Look below for the line with "Pick out the dry", and from there restate every line word for word until the entries end.

Begin Material for this exercise

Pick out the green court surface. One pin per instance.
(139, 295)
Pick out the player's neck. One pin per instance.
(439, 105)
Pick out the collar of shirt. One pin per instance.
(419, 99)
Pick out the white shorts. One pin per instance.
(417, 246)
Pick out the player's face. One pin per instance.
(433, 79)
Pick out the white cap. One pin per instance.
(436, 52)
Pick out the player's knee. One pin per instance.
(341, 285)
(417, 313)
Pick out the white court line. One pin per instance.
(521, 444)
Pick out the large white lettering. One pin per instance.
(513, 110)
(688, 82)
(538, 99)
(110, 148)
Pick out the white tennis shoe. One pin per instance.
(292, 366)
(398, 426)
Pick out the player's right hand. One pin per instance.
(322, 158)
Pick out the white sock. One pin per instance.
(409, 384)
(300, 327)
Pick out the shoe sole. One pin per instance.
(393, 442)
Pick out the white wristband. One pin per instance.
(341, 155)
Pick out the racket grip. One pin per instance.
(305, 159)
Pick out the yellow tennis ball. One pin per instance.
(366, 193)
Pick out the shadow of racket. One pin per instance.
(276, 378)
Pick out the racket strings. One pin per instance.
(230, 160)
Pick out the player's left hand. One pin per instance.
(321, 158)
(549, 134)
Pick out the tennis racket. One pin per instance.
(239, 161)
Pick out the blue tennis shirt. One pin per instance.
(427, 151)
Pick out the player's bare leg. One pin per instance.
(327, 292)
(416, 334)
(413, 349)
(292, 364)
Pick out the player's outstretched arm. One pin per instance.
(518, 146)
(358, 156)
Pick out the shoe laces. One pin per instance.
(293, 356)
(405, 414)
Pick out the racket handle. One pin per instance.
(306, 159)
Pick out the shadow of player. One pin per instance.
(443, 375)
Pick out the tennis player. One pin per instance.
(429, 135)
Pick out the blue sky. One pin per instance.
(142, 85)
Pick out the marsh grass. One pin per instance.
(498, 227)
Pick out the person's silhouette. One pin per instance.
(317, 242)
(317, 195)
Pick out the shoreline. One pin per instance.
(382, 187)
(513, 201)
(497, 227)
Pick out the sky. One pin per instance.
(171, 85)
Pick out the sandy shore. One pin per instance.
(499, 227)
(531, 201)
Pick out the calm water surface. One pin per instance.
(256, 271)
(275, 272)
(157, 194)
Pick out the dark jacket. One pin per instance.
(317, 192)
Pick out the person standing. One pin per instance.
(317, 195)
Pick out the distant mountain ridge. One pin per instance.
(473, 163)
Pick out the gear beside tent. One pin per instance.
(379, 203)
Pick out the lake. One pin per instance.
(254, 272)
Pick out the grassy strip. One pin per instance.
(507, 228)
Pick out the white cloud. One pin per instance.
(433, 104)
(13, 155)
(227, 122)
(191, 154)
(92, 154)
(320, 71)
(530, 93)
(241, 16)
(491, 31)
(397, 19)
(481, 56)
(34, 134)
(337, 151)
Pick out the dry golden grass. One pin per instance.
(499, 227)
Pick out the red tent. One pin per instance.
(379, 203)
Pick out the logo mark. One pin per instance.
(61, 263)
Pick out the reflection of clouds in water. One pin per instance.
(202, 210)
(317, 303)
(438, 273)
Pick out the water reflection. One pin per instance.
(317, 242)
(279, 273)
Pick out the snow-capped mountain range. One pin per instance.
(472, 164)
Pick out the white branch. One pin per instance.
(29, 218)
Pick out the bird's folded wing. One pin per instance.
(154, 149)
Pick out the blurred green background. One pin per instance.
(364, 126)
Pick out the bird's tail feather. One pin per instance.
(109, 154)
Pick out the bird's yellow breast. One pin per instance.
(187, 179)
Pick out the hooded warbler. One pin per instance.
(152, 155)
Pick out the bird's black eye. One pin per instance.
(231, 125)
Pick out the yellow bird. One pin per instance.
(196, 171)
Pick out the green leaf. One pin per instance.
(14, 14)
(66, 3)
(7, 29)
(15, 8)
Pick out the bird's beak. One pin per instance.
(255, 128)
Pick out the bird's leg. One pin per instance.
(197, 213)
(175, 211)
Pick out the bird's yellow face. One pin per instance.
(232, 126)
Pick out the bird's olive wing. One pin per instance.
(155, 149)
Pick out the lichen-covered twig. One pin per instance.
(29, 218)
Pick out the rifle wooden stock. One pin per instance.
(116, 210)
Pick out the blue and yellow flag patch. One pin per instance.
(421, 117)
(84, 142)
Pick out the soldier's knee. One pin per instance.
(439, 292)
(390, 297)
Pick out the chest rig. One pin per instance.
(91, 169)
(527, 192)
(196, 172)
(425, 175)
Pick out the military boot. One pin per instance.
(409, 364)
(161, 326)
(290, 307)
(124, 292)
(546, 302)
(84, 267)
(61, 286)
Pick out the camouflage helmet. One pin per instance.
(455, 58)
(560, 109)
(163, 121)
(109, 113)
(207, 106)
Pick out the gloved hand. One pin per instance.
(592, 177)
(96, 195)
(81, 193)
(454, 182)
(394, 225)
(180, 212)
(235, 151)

End Material for this exercise

## Answer to the task
Pick out the dry golden grass. One pin per instance.
(499, 227)
Pick out the red tent. One pin per instance.
(379, 203)
Pick out the logo mark. One pin per instance.
(61, 263)
Pick out the reflection of clouds in water. One pin per instance.
(202, 210)
(317, 303)
(438, 273)
Pick out the water reflection. One pin per instance.
(317, 242)
(279, 273)
Pick out the snow-capped mountain range. One pin per instance.
(472, 164)
Pick out the white branch. One pin per instance.
(29, 218)
Pick out the bird's folded wing. One pin per instance.
(154, 149)
Pick out the blurred green background. One pin per instance.
(364, 126)
Pick out the bird's tail feather. One pin per instance.
(109, 154)
Pick out the bird's yellow breast. One pin per instance.
(187, 179)
Pick out the hooded warbler. One pin per instance.
(152, 155)
Pick out the bird's black eye. One pin per instance.
(231, 125)
Pick out the yellow bird. One pin per instance.
(196, 171)
Pick out the green leaf. One pin per instance.
(14, 14)
(66, 3)
(7, 29)
(15, 8)
Pick out the bird's beak. One pin per instance.
(255, 128)
Pick out the bird's leg. One pin per instance.
(197, 213)
(175, 211)
Pick out the bird's yellow face. One pin per instance.
(232, 126)
Pick out the bird's olive wing. One pin per instance.
(155, 149)
Pick out the lichen-covered twig. One pin per instance.
(29, 218)
Pick out the rifle wooden stock. One pin per instance.
(116, 210)
Pick out the blue and yellow flag patch. One pin per instance.
(421, 117)
(84, 142)
Pick out the soldier's knee. One pin per instance.
(439, 292)
(390, 297)
Pick out the chest rig. One pin per instance.
(91, 169)
(527, 192)
(196, 172)
(425, 175)
Pick out the military boot. One pin per instance.
(409, 364)
(161, 326)
(290, 307)
(124, 292)
(546, 302)
(84, 267)
(61, 286)
Pick out the camouflage helmet. One pin per instance.
(455, 58)
(560, 109)
(163, 121)
(109, 113)
(207, 106)
Pick out the gloved hand. One pin per instance.
(592, 177)
(96, 195)
(81, 193)
(454, 182)
(394, 225)
(180, 212)
(235, 151)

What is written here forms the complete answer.